**Work task**
Reproduce all the data, character for character.

-------- Data extracts

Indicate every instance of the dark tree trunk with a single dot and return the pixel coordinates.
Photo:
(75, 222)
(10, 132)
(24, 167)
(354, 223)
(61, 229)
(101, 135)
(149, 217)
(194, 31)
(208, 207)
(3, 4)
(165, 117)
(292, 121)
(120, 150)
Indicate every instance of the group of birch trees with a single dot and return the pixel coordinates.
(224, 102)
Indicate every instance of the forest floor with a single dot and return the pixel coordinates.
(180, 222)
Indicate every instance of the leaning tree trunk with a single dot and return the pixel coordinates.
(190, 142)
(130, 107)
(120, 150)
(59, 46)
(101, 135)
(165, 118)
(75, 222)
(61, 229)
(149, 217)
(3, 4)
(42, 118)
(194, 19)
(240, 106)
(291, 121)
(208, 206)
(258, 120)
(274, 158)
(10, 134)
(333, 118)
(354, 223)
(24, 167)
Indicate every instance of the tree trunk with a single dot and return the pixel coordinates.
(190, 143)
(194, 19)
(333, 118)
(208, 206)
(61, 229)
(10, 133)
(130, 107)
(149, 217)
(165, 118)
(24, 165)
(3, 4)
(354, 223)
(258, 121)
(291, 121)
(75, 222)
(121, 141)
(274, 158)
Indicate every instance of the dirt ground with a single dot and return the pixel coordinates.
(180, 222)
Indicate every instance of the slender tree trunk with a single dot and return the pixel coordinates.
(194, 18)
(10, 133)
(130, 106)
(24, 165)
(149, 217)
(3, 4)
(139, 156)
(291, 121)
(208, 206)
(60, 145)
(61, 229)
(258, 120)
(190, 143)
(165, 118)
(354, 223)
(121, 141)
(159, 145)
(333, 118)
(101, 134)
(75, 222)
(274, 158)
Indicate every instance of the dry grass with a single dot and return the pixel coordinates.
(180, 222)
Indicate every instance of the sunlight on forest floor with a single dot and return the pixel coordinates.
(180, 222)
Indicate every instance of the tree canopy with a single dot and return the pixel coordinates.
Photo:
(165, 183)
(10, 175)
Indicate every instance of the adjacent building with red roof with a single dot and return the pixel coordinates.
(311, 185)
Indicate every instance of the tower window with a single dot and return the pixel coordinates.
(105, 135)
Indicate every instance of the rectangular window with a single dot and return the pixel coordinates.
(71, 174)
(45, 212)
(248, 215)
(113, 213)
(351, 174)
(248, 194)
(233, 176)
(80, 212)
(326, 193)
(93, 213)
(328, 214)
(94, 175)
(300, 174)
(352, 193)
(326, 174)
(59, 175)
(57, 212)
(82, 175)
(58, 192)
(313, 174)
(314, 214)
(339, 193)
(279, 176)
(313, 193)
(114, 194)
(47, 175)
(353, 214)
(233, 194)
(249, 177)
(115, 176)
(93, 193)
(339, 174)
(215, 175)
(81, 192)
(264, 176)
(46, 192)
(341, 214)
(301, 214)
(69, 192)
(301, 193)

----------------

**Result of the exercise**
Indicate every instance of the dark tree trunk with a single dot and return the pixel coordinates.
Photo:
(75, 222)
(10, 132)
(24, 167)
(354, 223)
(61, 229)
(101, 135)
(149, 217)
(194, 31)
(208, 207)
(3, 4)
(165, 117)
(292, 121)
(120, 150)
Indicate every instance of the group of birch trees with a single dot and return the pixel coordinates.
(224, 102)
Indicate every instance of the forest floor with a single dot and return the pixel coordinates.
(180, 222)
Indicate every instance of the leaning tree trunk with a single dot and return the pixel coordinates.
(190, 142)
(130, 107)
(120, 150)
(59, 46)
(101, 135)
(165, 118)
(75, 222)
(61, 229)
(149, 217)
(3, 4)
(42, 118)
(194, 19)
(240, 106)
(291, 121)
(208, 206)
(258, 120)
(274, 158)
(10, 134)
(333, 118)
(354, 223)
(24, 167)
Indicate every instance of the tree trunk with a single dot and return the pixel coordinates.
(190, 143)
(194, 19)
(333, 118)
(208, 206)
(61, 229)
(10, 133)
(130, 107)
(149, 217)
(165, 118)
(24, 165)
(3, 4)
(354, 223)
(258, 121)
(291, 121)
(75, 222)
(121, 141)
(274, 158)
Indicate every instance of the dirt ground with a single dot and return the pixel coordinates.
(180, 222)
Indicate every instance of the slender tree trunk with a single dot and return the pixel coordinates.
(194, 18)
(10, 133)
(130, 106)
(24, 165)
(149, 217)
(3, 4)
(139, 156)
(291, 121)
(208, 206)
(60, 145)
(61, 229)
(258, 120)
(190, 143)
(165, 118)
(354, 223)
(121, 141)
(159, 145)
(333, 118)
(101, 134)
(75, 222)
(274, 158)
Indicate every instance of the dry grass with a single dot and return the pixel coordinates.
(180, 222)
Indicate every instance of the sunlight on forest floor with a single dot and return the pixel coordinates.
(180, 222)
Indicate every instance of the tree canopy with a single dot and return the pixel coordinates.
Photo:
(165, 183)
(10, 175)
Indicate every instance of the adjacent building with red roof with a single dot and return the pixel coordinates.
(311, 185)
Indicate every instance of the tower window with a single dot and return the pixel coordinates.
(105, 135)
Indicate every instance of the rectangular window with a single dot and return the pixel coordinates.
(71, 174)
(45, 212)
(248, 215)
(113, 213)
(351, 174)
(248, 194)
(233, 176)
(80, 212)
(326, 193)
(93, 213)
(328, 214)
(94, 175)
(300, 174)
(352, 193)
(326, 174)
(59, 175)
(57, 212)
(82, 175)
(58, 192)
(313, 174)
(314, 214)
(339, 193)
(279, 176)
(313, 193)
(114, 194)
(47, 175)
(353, 214)
(233, 194)
(249, 177)
(115, 176)
(93, 193)
(339, 174)
(215, 175)
(81, 192)
(264, 176)
(46, 192)
(341, 214)
(301, 214)
(69, 192)
(301, 193)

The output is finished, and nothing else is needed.